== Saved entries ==
------------------------------

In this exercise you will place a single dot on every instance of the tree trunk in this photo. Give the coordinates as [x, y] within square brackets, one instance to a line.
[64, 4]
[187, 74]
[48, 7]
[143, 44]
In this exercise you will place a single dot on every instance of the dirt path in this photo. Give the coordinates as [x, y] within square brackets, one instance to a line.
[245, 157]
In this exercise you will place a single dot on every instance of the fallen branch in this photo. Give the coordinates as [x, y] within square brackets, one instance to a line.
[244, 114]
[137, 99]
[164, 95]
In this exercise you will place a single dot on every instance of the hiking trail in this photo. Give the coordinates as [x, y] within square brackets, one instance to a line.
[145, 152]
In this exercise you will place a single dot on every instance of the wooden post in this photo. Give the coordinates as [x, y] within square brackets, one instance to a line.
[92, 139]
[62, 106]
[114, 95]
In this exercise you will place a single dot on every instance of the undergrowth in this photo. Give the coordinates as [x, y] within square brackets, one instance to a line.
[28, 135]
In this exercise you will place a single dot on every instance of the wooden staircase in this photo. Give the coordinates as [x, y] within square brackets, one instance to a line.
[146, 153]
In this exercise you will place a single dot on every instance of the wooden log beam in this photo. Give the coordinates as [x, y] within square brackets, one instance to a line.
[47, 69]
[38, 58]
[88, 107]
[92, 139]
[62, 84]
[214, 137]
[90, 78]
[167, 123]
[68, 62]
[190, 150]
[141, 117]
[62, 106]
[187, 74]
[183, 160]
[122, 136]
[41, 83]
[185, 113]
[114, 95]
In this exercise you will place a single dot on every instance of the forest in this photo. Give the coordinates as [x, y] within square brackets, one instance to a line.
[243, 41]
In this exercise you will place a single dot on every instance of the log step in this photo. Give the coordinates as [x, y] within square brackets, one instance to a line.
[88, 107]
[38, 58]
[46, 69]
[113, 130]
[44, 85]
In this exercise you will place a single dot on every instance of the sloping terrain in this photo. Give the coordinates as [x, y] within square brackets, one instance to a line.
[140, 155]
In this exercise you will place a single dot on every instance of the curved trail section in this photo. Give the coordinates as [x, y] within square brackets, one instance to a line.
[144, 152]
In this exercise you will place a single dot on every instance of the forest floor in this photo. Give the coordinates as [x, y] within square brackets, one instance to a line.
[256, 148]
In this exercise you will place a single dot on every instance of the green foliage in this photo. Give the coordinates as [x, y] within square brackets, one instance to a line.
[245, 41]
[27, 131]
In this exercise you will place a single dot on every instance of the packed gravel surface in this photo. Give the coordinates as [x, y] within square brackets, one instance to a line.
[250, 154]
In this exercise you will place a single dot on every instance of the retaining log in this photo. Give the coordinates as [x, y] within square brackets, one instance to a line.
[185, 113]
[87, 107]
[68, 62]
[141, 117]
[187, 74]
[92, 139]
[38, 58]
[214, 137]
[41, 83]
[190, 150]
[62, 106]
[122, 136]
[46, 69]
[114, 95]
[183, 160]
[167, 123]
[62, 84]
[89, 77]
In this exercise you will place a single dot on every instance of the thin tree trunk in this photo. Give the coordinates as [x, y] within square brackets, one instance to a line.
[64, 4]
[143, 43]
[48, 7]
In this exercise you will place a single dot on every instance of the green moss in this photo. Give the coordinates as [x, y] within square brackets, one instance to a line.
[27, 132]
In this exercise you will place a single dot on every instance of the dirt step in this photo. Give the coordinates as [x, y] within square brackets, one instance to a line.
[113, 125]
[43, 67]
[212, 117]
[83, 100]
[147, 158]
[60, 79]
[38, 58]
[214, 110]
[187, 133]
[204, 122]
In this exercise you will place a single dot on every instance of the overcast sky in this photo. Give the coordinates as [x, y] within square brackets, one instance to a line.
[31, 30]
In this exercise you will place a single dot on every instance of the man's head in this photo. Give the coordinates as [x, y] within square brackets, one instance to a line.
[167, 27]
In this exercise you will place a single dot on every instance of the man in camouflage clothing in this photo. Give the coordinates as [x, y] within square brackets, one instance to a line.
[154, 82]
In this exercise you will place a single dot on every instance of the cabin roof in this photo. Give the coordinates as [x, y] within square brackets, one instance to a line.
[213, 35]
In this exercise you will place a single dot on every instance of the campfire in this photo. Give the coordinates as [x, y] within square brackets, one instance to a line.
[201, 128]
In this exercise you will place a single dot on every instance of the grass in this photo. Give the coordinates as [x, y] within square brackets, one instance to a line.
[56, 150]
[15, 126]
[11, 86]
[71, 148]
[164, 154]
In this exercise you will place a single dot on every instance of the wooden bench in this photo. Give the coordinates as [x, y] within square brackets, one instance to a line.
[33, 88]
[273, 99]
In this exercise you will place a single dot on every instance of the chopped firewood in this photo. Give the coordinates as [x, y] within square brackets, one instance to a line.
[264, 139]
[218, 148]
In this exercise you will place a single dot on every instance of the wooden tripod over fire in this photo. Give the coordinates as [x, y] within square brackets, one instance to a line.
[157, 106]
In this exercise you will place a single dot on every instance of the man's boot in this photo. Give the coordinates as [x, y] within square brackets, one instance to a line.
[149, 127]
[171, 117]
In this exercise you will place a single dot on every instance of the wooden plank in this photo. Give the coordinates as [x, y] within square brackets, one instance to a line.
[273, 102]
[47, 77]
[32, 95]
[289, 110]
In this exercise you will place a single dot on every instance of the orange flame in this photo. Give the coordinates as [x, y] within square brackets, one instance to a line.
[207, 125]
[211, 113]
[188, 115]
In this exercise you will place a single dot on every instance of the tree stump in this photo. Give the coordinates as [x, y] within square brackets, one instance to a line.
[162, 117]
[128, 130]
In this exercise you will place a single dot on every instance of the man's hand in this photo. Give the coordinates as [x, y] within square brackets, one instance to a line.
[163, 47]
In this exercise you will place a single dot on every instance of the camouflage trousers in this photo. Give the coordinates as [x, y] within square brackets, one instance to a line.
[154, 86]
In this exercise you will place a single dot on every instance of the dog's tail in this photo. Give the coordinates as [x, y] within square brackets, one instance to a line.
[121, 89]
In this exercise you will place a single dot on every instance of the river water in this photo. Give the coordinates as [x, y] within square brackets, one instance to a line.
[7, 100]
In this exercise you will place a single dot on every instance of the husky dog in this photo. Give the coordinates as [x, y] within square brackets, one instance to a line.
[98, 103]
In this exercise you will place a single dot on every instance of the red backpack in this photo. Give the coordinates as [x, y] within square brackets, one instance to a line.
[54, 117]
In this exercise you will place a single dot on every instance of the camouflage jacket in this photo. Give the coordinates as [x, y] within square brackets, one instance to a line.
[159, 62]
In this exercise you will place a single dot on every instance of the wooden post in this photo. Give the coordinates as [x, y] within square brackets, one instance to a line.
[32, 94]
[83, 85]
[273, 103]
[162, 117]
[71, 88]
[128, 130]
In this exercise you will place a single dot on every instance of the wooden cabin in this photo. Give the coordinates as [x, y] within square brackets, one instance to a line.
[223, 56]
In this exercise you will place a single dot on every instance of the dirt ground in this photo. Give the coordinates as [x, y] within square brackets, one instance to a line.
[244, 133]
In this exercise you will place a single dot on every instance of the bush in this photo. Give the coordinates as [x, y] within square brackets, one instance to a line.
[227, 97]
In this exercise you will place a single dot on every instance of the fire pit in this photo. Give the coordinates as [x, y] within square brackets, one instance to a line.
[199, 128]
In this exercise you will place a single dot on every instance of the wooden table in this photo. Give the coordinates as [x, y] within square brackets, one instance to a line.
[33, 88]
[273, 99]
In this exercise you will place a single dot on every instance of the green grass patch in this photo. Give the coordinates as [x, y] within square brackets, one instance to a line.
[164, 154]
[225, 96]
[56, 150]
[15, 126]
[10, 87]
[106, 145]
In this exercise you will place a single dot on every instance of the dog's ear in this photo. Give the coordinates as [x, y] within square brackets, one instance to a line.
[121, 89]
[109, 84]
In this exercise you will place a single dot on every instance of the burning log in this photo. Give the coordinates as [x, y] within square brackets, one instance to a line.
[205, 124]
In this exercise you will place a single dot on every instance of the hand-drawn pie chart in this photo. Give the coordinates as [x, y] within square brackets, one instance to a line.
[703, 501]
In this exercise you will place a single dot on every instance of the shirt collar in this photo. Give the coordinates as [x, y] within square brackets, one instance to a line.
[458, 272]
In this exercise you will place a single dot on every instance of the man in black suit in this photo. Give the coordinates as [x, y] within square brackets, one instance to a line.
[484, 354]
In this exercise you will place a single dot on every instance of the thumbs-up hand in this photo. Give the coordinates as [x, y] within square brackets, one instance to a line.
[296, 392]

------------------------------

== What to produce ==
The line with "of the bush" marks where to start. Transcribe from there through the final line of the records, exactly and with nothing added.

== Response to the task ==
In this exercise you will place a single dot on every instance of the bush in this photo. Give the coordinates as [x, y] within square brackets, one instance to a line.
[227, 97]
In this exercise you will place a single dot on every instance of the fire pit in this photo. Give the coordinates as [x, y] within square brackets, one instance to a line.
[199, 128]
In this exercise you will place a single dot on every instance of the wooden table in this photo. Give the coordinates as [x, y] within square brackets, one instance to a line.
[33, 88]
[273, 99]
In this exercise you will place a single dot on every instance of the green grass patch in this photo. Give the coordinates as [x, y] within square brackets, one instance to a line.
[164, 154]
[225, 96]
[56, 150]
[15, 126]
[10, 87]
[106, 145]
In this exercise you will place a single dot on every instance of the dog's ear in this photo. Give the coordinates as [x, y] within square brackets, one instance to a line.
[121, 89]
[109, 84]
In this exercise you will place a single dot on every instance of the burning log in this photo. Give the coordinates as [x, y] within square brackets, one instance to a line.
[205, 124]
In this exercise you will place a single dot on every instance of the hand-drawn pie chart in this photo. Give the coordinates as [x, y] within square brackets, one instance to a line.
[703, 501]
In this exercise you will place a single dot on every instance of the shirt collar in this photo. Give the coordinates as [x, y] within square brackets, one instance to a line.
[458, 272]
In this exercise you will place a single dot on every instance of the man in black suit in this photo. Give the coordinates as [x, y] within square brackets, one instance to a line.
[484, 354]
In this exercise you will place a single dot on every instance of the thumbs-up hand in this photo. Give the coordinates as [x, y] within square brackets, one instance to a line.
[296, 392]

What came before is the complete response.